-- BEGIN --
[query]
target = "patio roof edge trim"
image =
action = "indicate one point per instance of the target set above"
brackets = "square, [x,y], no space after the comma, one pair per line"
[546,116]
-- END --
▸ **Task description**: Write out all of the data above again, including the requests, and shift every point coordinate in the answers up by 39.

▸ **Exercise output**:
[query]
target = "patio roof edge trim"
image =
action = "indicate one point per instance of the target set above"
brackets = "square, [x,y], no space after the comma, one pair per line"
[585,155]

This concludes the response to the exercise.